### GIVEN TASK
Update the rows from the first line through the line that contains "29], [163, 23]]": replace "Mark" with "Highlight" and leave everything else unchanged.

────────────────────

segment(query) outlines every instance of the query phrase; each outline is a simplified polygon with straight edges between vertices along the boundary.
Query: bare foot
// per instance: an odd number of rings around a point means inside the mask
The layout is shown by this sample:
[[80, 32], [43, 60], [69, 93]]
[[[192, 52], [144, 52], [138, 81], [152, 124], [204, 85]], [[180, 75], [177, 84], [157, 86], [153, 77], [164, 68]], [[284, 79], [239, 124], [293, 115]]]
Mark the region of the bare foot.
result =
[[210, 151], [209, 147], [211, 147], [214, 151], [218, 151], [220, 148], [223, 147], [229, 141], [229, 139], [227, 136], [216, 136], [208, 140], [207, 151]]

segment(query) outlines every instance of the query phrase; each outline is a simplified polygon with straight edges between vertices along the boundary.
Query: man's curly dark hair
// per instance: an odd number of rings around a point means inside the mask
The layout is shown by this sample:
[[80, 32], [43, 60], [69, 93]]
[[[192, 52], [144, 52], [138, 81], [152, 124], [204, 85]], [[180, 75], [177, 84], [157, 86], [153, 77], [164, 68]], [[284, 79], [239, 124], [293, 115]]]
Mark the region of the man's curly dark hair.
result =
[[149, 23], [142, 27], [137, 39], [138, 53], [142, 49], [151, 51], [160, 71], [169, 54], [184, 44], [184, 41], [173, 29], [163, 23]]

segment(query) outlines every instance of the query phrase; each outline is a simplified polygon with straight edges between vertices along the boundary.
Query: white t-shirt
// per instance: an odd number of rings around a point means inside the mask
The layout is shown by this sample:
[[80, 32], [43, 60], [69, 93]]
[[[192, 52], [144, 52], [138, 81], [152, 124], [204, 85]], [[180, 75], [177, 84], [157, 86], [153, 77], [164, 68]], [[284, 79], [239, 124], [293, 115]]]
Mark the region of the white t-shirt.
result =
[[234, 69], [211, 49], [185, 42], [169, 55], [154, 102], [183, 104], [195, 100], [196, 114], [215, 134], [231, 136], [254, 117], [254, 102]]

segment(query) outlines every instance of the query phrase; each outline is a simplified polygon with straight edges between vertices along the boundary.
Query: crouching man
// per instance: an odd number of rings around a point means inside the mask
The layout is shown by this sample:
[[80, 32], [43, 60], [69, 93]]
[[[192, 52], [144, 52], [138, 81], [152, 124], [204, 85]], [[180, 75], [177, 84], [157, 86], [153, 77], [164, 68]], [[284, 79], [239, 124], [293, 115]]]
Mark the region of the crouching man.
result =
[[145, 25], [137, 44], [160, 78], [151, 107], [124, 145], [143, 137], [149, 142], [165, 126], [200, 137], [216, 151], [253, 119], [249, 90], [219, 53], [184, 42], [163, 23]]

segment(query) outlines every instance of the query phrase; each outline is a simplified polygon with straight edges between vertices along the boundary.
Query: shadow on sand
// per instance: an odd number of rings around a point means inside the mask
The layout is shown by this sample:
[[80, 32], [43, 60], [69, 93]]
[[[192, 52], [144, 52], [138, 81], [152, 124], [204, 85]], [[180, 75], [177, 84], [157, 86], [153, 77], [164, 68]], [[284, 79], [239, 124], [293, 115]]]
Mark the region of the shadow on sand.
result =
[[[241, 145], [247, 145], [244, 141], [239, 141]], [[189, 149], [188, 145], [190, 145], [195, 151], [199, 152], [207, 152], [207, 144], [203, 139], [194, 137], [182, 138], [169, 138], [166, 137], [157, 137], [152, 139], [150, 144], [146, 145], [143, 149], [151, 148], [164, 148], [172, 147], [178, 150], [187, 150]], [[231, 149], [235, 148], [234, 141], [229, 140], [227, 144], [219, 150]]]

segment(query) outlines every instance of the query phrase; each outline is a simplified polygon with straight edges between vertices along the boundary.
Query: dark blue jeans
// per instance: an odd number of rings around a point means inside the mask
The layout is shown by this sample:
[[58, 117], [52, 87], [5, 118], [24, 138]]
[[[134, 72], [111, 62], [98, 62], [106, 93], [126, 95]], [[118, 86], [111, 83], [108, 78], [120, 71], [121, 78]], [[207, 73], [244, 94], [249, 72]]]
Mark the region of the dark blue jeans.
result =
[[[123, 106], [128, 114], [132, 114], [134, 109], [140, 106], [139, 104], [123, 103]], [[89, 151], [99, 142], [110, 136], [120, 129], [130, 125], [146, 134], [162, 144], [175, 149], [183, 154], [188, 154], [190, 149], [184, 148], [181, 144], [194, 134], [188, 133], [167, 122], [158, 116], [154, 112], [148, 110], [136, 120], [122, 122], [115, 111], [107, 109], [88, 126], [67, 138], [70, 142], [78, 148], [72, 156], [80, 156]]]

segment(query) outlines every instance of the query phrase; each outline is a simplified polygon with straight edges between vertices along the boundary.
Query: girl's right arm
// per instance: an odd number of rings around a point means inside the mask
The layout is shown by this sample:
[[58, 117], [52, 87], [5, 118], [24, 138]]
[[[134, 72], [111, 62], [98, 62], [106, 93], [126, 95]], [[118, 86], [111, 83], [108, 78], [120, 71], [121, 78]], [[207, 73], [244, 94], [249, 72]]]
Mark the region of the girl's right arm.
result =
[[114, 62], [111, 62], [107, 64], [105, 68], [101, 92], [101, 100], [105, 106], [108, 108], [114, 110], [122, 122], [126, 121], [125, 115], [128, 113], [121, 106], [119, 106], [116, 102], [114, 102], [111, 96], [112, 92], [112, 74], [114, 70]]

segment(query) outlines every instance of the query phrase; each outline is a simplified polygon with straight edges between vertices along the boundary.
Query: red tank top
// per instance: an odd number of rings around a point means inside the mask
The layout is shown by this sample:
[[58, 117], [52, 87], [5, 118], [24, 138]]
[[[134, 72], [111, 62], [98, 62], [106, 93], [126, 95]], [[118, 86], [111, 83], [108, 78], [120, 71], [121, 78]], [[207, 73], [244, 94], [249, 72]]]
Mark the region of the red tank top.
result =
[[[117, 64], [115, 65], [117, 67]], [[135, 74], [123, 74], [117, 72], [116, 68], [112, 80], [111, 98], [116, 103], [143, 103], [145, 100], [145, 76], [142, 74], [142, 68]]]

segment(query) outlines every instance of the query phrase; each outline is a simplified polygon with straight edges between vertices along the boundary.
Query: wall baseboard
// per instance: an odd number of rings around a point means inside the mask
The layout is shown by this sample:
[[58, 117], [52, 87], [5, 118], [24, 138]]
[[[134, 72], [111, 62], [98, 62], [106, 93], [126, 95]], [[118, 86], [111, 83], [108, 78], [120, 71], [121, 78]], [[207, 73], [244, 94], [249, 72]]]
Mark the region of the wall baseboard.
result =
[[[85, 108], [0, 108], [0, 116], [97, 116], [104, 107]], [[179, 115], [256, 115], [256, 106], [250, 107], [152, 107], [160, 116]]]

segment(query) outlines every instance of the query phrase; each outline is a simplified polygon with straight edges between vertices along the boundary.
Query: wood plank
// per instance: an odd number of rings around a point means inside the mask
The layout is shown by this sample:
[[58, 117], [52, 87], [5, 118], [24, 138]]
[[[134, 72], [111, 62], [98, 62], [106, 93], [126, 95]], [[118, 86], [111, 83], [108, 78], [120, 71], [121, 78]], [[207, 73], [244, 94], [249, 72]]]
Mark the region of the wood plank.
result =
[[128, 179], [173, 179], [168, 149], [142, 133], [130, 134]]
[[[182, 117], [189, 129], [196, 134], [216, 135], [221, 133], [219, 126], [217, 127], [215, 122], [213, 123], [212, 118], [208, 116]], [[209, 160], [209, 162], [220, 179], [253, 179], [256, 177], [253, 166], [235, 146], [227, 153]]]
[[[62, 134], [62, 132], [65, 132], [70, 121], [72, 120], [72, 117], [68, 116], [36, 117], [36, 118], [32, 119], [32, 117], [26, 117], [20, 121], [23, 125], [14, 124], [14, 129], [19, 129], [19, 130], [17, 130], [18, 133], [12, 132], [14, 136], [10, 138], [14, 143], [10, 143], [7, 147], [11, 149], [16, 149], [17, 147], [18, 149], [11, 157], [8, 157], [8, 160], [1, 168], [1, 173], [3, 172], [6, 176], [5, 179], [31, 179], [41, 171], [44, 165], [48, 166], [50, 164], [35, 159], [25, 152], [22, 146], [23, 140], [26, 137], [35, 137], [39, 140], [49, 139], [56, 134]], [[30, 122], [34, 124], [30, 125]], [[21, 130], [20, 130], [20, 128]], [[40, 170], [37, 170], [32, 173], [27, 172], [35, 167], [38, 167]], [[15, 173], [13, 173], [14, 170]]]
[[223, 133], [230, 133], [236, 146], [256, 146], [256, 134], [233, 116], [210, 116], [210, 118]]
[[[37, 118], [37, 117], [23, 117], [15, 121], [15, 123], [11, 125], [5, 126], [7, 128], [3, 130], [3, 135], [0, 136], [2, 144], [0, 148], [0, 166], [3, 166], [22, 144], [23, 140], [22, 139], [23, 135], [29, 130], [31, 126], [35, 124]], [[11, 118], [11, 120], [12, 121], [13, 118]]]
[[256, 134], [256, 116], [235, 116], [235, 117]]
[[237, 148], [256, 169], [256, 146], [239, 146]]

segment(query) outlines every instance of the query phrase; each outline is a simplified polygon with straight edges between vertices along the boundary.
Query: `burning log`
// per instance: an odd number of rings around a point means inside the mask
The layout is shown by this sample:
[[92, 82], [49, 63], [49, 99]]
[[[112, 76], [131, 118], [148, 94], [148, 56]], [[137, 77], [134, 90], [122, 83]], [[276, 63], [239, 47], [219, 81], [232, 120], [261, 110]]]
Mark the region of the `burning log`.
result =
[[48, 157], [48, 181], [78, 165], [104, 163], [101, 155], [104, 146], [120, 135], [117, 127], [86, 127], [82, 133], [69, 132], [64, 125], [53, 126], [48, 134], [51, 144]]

────────────────────

### SOLUTION TO THIS TASK
segment(query) outlines every instance of the query phrase; each outline is a simplified polygon with straight edges between vertices along the boundary.
Query: bare foot
// per instance: an odd number of rings around a point means inside the mask
The layout is shown by this sample:
[[80, 32], [43, 60], [69, 93]]
[[[192, 52], [144, 52], [138, 81], [152, 124], [204, 85]], [[180, 75], [177, 84], [157, 86], [153, 77], [164, 68]], [[284, 79], [239, 124], [293, 115]]]
Highlight the region of the bare foot.
result =
[[210, 151], [209, 147], [211, 147], [214, 151], [218, 151], [220, 148], [223, 147], [229, 141], [229, 139], [227, 136], [216, 136], [208, 140], [207, 151]]

segment(query) outlines every instance of the query phrase; each outline is a simplified polygon with straight edges between vertices along the boundary.
Query: man's curly dark hair
// per instance: an odd number of rings around a point means inside the mask
The layout is shown by this sample:
[[80, 32], [43, 60], [69, 93]]
[[[192, 52], [144, 52], [138, 81], [152, 124], [204, 85]], [[180, 75], [177, 84], [157, 86], [153, 77], [164, 68]], [[284, 79], [239, 124], [293, 115]]]
Highlight the region of the man's curly dark hair.
result =
[[149, 23], [142, 27], [137, 39], [138, 53], [142, 49], [151, 51], [160, 71], [169, 54], [184, 44], [184, 41], [173, 29], [163, 23]]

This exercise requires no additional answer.